Task statement: Convert the entries below into a Markdown table with the columns Row and Line, numbering each non-blank line in order and omitting blank lines.

Entries:
####################
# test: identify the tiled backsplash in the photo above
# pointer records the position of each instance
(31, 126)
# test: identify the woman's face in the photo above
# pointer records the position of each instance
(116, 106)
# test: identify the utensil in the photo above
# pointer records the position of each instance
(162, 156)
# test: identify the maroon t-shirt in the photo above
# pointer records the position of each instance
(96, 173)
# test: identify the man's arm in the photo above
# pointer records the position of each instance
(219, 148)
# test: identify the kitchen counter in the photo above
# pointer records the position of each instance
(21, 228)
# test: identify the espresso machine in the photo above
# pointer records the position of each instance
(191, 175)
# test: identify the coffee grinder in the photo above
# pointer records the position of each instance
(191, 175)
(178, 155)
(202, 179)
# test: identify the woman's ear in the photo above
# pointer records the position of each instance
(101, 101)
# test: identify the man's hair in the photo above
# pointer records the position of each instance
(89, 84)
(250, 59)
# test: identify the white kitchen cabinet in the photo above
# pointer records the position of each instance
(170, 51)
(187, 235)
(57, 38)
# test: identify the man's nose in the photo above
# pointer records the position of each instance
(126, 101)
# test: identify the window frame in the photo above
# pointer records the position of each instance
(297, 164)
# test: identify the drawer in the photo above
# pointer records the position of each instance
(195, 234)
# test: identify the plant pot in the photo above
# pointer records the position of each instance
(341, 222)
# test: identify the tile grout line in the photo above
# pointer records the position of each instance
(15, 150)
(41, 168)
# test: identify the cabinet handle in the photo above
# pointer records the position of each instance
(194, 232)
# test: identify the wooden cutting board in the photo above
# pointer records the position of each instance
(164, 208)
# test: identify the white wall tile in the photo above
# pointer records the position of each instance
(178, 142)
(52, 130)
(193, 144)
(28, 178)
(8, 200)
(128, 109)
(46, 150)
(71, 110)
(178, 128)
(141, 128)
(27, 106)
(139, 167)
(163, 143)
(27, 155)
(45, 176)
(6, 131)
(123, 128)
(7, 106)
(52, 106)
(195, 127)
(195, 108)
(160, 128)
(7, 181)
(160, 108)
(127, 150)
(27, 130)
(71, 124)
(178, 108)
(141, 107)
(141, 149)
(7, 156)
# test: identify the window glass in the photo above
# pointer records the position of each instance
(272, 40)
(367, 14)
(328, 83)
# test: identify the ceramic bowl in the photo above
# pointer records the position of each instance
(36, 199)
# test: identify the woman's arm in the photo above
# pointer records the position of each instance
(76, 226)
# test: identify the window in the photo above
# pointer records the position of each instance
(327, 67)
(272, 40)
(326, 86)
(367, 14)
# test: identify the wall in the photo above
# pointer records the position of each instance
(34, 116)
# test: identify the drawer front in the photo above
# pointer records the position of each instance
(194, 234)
####################
Solved problem:
| Row | Line |
|---|---|
| 1 | # test: identify the tiled backsplash in the photo above |
| 2 | # pointer records the position of each instance |
| 3 | (31, 126) |
| 4 | # test: identify the woman's face in the photo above |
| 5 | # pointer records the position of each instance |
| 6 | (116, 106) |
| 7 | # test: identify the utensil in the photo above |
| 8 | # pointer records the position of each instance |
| 9 | (162, 156) |
| 10 | # test: identify the maroon t-shirt in the photo above |
| 11 | # pointer records the position of each instance |
| 12 | (96, 173) |
| 13 | # test: identify the man's arm in the photo above |
| 14 | # pointer records the position of each instance |
| 15 | (219, 148) |
| 16 | # test: identify the kitchen counter in the photo above |
| 17 | # pointer records the position of each instance |
| 18 | (21, 228) |
| 19 | # test: identify the espresso machine in the photo above |
| 20 | # pointer records the position of each instance |
| 21 | (191, 175) |
| 22 | # test: identify the coffee grinder in the photo above |
| 23 | # pointer records the position of each instance |
| 24 | (191, 175) |
| 25 | (178, 155) |
| 26 | (202, 179) |
| 27 | # test: identify the woman's ear in the photo above |
| 28 | # pointer records the position of each instance |
| 29 | (101, 101) |
| 30 | # test: identify the man's hair in the photo above |
| 31 | # pointer records the position of each instance |
| 32 | (89, 84) |
| 33 | (250, 59) |
| 34 | # test: identify the white kitchen cabinet in the photo above |
| 35 | # pointer records the position of each instance |
| 36 | (170, 51) |
| 37 | (187, 235) |
| 38 | (57, 38) |
| 39 | # test: identify the man's nose in the photo above |
| 40 | # pointer records the position of each instance |
| 41 | (126, 101) |
| 42 | # test: identify the window frame in the photo above |
| 43 | # pointer records the position of each instance |
| 44 | (297, 164) |
| 45 | # test: identify the drawer in the photo above |
| 46 | # pointer records the position of each instance |
| 47 | (195, 234) |
| 48 | # test: identify the plant pot in the photo above |
| 49 | # pointer records the position of each instance |
| 50 | (341, 222) |
| 51 | # test: identify the tile grout line in the photo above |
| 52 | # pointer records the position of each instance |
| 53 | (15, 150) |
| 54 | (41, 168) |
| 55 | # test: identify the cabinet handle in the photo above |
| 56 | # pointer records the position of each instance |
| 57 | (194, 232) |
| 58 | # test: identify the wooden cutting board in the photo above |
| 59 | # pointer records the position of each instance |
| 60 | (164, 208) |
| 61 | # test: identify the white wall tile in the photo above |
| 62 | # pointer records the position of each instance |
| 63 | (178, 142) |
| 64 | (52, 130) |
| 65 | (193, 144) |
| 66 | (28, 178) |
| 67 | (8, 200) |
| 68 | (128, 109) |
| 69 | (46, 150) |
| 70 | (71, 110) |
| 71 | (178, 128) |
| 72 | (141, 128) |
| 73 | (27, 106) |
| 74 | (139, 167) |
| 75 | (163, 143) |
| 76 | (27, 155) |
| 77 | (45, 176) |
| 78 | (6, 131) |
| 79 | (123, 128) |
| 80 | (7, 106) |
| 81 | (52, 106) |
| 82 | (195, 127) |
| 83 | (195, 108) |
| 84 | (160, 128) |
| 85 | (7, 181) |
| 86 | (160, 108) |
| 87 | (127, 150) |
| 88 | (27, 130) |
| 89 | (71, 124) |
| 90 | (178, 108) |
| 91 | (141, 107) |
| 92 | (141, 149) |
| 93 | (7, 156) |
| 94 | # test: identify the window glass in the photo above |
| 95 | # pointer records the position of each instance |
| 96 | (272, 40) |
| 97 | (367, 14) |
| 98 | (328, 83) |
| 99 | # test: identify the ceramic bowl in the photo above |
| 100 | # pointer records the position of each instance |
| 101 | (36, 199) |
| 102 | # test: identify the woman's arm in the photo above |
| 103 | # pointer records the position of each instance |
| 104 | (76, 226) |
| 105 | # test: identify the window in the photo above |
| 106 | # pointer records the position of each instance |
| 107 | (327, 67) |
| 108 | (272, 40) |
| 109 | (326, 86) |
| 110 | (367, 14) |
| 111 | # test: identify the wall in the photo above |
| 112 | # pointer records the position of each instance |
| 113 | (34, 116) |
| 114 | # test: identify the drawer front in the photo above |
| 115 | # pointer records the position of each instance |
| 116 | (194, 234) |